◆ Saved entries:
-------

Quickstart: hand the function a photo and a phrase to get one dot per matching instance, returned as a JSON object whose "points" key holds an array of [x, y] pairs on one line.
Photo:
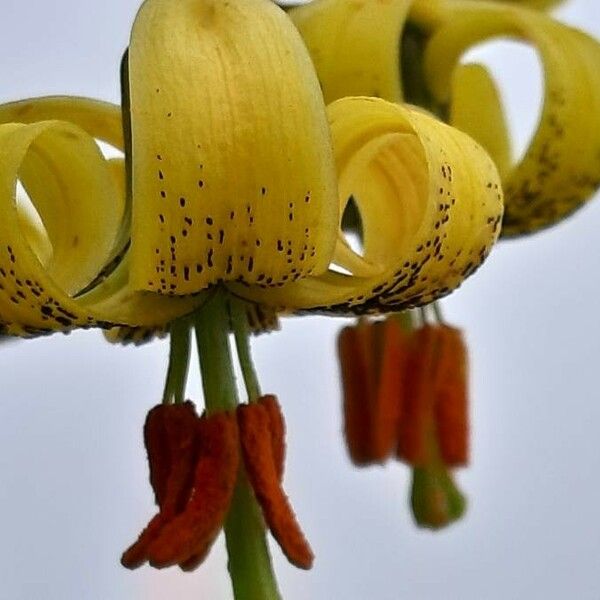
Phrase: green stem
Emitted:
{"points": [[250, 567], [241, 331], [179, 360]]}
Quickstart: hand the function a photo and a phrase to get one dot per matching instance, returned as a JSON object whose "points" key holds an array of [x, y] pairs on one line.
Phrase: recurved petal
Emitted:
{"points": [[76, 194], [430, 202], [355, 45], [101, 120], [561, 168], [233, 174]]}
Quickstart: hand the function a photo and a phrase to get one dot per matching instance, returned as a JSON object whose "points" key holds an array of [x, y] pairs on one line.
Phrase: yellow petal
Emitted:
{"points": [[37, 290], [561, 169], [101, 120], [233, 174], [477, 110], [355, 45], [430, 203]]}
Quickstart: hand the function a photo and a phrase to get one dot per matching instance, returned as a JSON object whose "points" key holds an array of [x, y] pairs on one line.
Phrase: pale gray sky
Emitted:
{"points": [[73, 475]]}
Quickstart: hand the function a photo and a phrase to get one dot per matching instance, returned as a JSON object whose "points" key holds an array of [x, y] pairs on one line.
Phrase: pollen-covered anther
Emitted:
{"points": [[193, 469], [451, 398], [192, 532], [260, 450], [171, 444], [372, 358], [434, 426]]}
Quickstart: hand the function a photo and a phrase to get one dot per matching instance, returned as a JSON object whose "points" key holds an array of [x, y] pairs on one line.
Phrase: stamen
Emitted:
{"points": [[181, 429], [192, 532], [170, 438], [388, 400], [277, 430], [417, 421], [373, 358], [257, 450], [356, 375], [451, 391]]}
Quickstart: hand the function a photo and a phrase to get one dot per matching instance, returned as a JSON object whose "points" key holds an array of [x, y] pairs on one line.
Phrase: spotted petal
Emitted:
{"points": [[430, 204], [561, 168], [233, 170]]}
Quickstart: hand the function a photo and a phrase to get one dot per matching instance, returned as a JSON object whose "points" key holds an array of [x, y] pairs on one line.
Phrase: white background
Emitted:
{"points": [[73, 476]]}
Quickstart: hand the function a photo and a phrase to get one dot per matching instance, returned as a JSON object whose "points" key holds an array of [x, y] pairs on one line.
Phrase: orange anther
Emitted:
{"points": [[192, 532], [257, 450], [169, 434], [373, 361], [451, 390], [415, 430], [277, 429]]}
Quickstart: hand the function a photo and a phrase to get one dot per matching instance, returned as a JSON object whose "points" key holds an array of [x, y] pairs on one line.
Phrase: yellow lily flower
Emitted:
{"points": [[228, 203], [560, 170]]}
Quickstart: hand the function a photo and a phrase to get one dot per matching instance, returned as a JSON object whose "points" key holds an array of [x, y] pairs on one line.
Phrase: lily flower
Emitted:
{"points": [[226, 210], [410, 51]]}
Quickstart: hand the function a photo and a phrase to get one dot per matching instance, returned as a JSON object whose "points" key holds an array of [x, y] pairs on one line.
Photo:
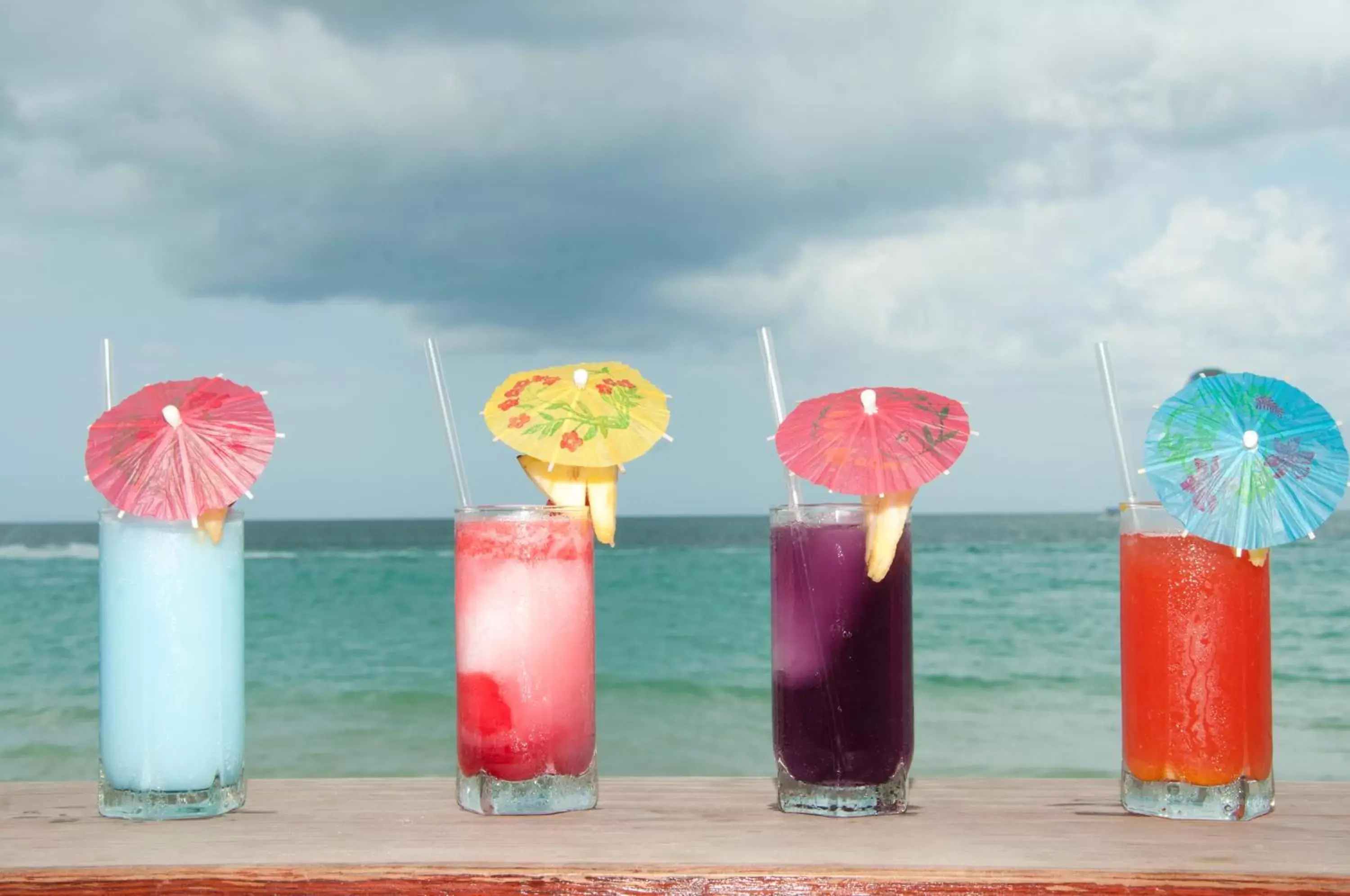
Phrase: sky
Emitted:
{"points": [[962, 197]]}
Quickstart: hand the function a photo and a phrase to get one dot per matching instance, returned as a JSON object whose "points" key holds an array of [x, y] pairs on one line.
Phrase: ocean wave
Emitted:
{"points": [[73, 551], [608, 685]]}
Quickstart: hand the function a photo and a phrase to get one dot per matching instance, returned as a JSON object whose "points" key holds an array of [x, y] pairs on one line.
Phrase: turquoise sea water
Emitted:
{"points": [[350, 650]]}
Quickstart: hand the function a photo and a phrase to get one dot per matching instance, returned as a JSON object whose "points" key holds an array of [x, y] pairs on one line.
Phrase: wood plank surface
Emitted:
{"points": [[673, 836]]}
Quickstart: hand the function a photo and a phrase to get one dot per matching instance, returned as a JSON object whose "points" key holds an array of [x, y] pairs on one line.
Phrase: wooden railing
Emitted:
{"points": [[673, 836]]}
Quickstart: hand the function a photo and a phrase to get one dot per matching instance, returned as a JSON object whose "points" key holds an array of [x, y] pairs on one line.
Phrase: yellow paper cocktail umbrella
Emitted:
{"points": [[574, 427], [581, 415]]}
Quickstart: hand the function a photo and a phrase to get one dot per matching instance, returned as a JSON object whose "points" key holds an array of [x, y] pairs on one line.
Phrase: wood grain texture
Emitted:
{"points": [[671, 836]]}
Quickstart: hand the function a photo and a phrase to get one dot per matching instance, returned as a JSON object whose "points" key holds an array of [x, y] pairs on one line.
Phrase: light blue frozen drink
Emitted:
{"points": [[171, 668]]}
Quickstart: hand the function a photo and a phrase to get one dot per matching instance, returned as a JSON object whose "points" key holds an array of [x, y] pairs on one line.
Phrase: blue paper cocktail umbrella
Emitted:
{"points": [[1246, 461]]}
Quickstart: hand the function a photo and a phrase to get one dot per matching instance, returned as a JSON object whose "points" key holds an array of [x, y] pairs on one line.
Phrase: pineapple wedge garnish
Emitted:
{"points": [[563, 485], [603, 496], [214, 523], [886, 517], [569, 486]]}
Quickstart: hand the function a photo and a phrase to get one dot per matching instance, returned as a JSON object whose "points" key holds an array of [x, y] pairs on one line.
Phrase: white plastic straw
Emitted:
{"points": [[775, 394], [107, 373], [1113, 411], [449, 417]]}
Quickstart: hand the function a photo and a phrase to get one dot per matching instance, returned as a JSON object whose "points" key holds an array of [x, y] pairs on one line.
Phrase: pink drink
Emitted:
{"points": [[526, 659]]}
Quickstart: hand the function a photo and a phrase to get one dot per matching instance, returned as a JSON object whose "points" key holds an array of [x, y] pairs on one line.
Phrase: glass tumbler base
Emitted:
{"points": [[1242, 799], [158, 806], [543, 795], [843, 801]]}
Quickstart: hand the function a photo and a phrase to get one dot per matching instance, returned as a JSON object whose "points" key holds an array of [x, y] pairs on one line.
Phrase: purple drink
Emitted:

-------

◆ Problem to solve: Would you mind returning each entry above word for word, skipping the images?

◆ The solution:
Quickstart: hand the function a photo and a phrase to get one dot per matching instance, returned as a JSON object whose "points" key holds an array of [x, y] pairs on one line.
Photo:
Phrase: green stem
Emitted:
{"points": [[250, 567], [241, 331], [179, 360]]}
Quickstart: hand the function a photo and a phrase to get one dot per matching instance, returned as a JSON object whose "points" key holds an array of [x, y] pairs on one line.
Phrase: recurved petal
Emitted:
{"points": [[76, 194], [430, 202], [355, 45], [101, 120], [561, 168], [233, 174]]}
Quickstart: hand the function a photo and a phrase to get one dot per matching instance, returned as a JSON object whose "points" key holds an array of [x, y] pairs on one line.
Phrase: yellow petal
Emitted:
{"points": [[37, 290], [561, 169], [101, 120], [233, 174], [477, 110], [355, 45], [430, 203]]}
Quickstart: hand the function a photo and a phrase to get one dot per matching instance, returned as a JSON object whose "points" key holds an array of [x, y] pairs on one line.
Phrase: pale gray sky
Emitted:
{"points": [[73, 475]]}
Quickstart: hand the function a photo and a phrase to get one dot per matching instance, returned as a JSON object whose "points" key holds an array of [x, y] pairs on one line.
Phrase: pollen-covered anther
Emitted:
{"points": [[193, 469], [451, 398], [192, 532], [260, 450], [171, 444], [372, 358], [434, 426]]}
Quickstart: hand the function a photo and a phrase to get one dot per matching instance, returned as a JSON object whose "points" key holds an array of [x, y] pairs on one line.
Phrase: stamen
Emitted:
{"points": [[181, 429], [192, 532], [170, 438], [388, 400], [277, 430], [417, 421], [373, 358], [257, 450], [356, 375], [451, 391]]}
Quickstart: hand the function a photo and a phrase to get one dot per matching instance, returned as a JSON object whose "points" key holds an array of [x, y] pairs on one line.
Phrase: spotted petal
Emitted:
{"points": [[430, 204], [561, 168], [233, 170]]}
Quickstart: hand the function a photo and a phrase to get one dot per matching instance, returned as a JSON object whose "points" key holds an array of [x, y] pairs on one line.
Phrase: white background
Emitted:
{"points": [[73, 476]]}
Quickstart: hand the function a photo and a phrase to get one dot per matching instance, returned as a JSON object whose "points" key holds an array of [x, y] pairs on one line.
Phrase: orange anther
Emitted:
{"points": [[192, 532], [257, 450], [169, 434], [373, 361], [451, 390], [415, 430], [277, 429]]}
Quickstart: hand the function a photo and a phrase to get one dot per matching instance, returned as a JSON object whose "points" key holds an array of [x, y] pairs on one line.
Phrase: yellow lily flower
Emitted:
{"points": [[228, 203], [560, 170]]}
Quickstart: hand the function a photo and a phrase to get one dot per matching instance, returned as a JSON object whose "points" key holds an array of [x, y] pairs on one line.
Phrase: lily flower
Emitted:
{"points": [[226, 210], [410, 51]]}
Quickstart: hand the function a photo and a phrase to get one dot per matching instance, returned as a JSON object whose "points" key holds an array of [x, y] pairs on one line.
Photo:
Phrase: sky
Emitted:
{"points": [[962, 197]]}
Quickstart: hand the function a photo and a phrase to get one dot per matching instance, returned as a JSON object whose "points" key holds an array of [x, y] pairs on one line.
Phrase: ocean wave
Emitted:
{"points": [[73, 551], [608, 685]]}
Quickstart: hand the function a photo and a phrase to get one dot per matching instance, returned as a JSON object whose "points" key holds an array of [x, y] pairs on one line.
Phrase: turquoise sea water
Emitted:
{"points": [[350, 650]]}
Quickstart: hand the function a photo and a phrase to get one dot per matching instance, returned as a JSON object whose "points" key holds an array of [x, y] pairs on one line.
Phrase: wood plank surface
Emitted:
{"points": [[673, 836]]}
Quickstart: hand the function a photo and a phrase to get one dot per matching instance, returned as a JSON object whose "points" key holds an array of [x, y] pairs on one line.
Phrase: wooden railing
Emitted:
{"points": [[673, 836]]}
Quickstart: hand the function a photo and a phrase to get one dot per matching instance, returned as a JSON object whose "points" key holds an array of [x, y] pairs on one line.
Phrase: yellow paper cocktail umbrella
Emitted:
{"points": [[574, 427], [581, 415]]}
Quickstart: hand the function a photo and a phrase to get one dot per matching instance, returned as a JSON object whose "points" key holds an array of [x, y] pairs on one line.
Phrase: wood grain texture
Emitted:
{"points": [[671, 836]]}
Quickstart: hand the function a photo and a phrase to get one dot per matching instance, returned as a JSON object whose "points" key holds an array of [x, y] pairs on one line.
Phrase: light blue frozen drink
Emitted:
{"points": [[171, 668]]}
Quickstart: hand the function a photo and a phrase to get one dot per matching instance, returned as a JSON object whose "points" key holds an array of [x, y] pairs on one line.
Phrase: blue paper cocktail umbrella
Emitted:
{"points": [[1246, 461]]}
Quickstart: hand the function a photo and a phrase to get one dot per matching instance, returned as a JSON object whose "points" key holds an array of [x, y] pairs on one line.
Phrase: pineapple wedge garnish
Emitted:
{"points": [[563, 485], [603, 496], [214, 523], [886, 517], [569, 486]]}
Quickstart: hand the function a photo and a phrase to get one dot per matching instance, returned as a JSON object whose "points" key holds an array of [x, y] pairs on one line.
Phrase: white plastic straw
Emitted:
{"points": [[775, 394], [107, 373], [1113, 411], [449, 417]]}
Quickstart: hand the function a photo and a phrase to get one dot per matching instance, returned as a JSON object whose "points" key holds an array of [x, y] pairs on one line.
Phrase: pink drink
Emitted:
{"points": [[526, 659]]}
Quickstart: hand the function a photo and a phrase to get one dot per matching instance, returned as a JSON object whose "points" key holds an array of [x, y] pairs on one line.
Phrase: glass tumbler base
Emitted:
{"points": [[1242, 799], [158, 806], [543, 795], [843, 801]]}
Quickstart: hand the function a photo and a phrase to get one dot per matching instance, returned as a JSON object whose "points" key holds an array of [x, y] pairs on one line.
Phrase: purple drink
Emitted:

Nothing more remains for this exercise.